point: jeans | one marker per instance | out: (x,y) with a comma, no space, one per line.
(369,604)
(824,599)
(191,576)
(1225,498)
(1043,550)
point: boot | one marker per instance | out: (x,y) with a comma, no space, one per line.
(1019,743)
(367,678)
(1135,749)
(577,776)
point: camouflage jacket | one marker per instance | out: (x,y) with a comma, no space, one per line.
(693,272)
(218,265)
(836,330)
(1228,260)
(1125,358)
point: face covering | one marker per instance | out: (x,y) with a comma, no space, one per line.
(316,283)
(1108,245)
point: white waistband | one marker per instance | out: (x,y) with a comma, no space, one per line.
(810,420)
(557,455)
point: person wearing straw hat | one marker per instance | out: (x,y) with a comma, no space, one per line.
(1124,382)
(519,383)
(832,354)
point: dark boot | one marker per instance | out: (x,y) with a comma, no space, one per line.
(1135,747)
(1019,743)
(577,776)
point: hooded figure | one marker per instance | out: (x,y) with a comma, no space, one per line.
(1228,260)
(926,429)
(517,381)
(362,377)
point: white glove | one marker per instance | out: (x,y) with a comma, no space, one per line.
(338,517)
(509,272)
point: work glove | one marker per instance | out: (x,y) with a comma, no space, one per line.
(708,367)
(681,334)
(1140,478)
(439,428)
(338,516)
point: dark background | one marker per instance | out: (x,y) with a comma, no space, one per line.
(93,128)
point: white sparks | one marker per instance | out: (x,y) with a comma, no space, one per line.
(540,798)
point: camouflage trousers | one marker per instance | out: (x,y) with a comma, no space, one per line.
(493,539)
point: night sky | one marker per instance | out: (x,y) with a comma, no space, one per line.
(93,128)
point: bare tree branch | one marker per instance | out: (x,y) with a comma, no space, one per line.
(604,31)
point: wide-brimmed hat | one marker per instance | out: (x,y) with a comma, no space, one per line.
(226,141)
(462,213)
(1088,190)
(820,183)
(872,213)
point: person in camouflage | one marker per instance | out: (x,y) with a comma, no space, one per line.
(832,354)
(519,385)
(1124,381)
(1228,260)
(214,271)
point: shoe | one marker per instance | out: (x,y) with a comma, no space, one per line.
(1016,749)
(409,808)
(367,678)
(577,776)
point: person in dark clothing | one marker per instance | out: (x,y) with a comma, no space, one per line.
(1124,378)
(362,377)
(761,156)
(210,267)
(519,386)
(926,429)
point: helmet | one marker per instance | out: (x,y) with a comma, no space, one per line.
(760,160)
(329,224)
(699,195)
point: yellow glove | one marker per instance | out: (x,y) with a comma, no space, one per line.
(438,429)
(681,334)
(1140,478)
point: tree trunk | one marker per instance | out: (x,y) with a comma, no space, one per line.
· · · · · · ·
Activity:
Starting at the line that contains "point: helmet |", copy each line exactly through the end of the listing above. Include that first line and the last one, and add nothing.

Solved problem:
point: helmet | one marker per instance | out: (x,y) with a comma, no space, one per line.
(760,160)
(329,224)
(699,195)
point: yellow glove | one marker per instance | out: (x,y) with a comma, no space, one per line.
(438,429)
(681,334)
(1140,478)
point: tree trunk | one marker per instance | out: (x,y) with a comma, no space, one per line.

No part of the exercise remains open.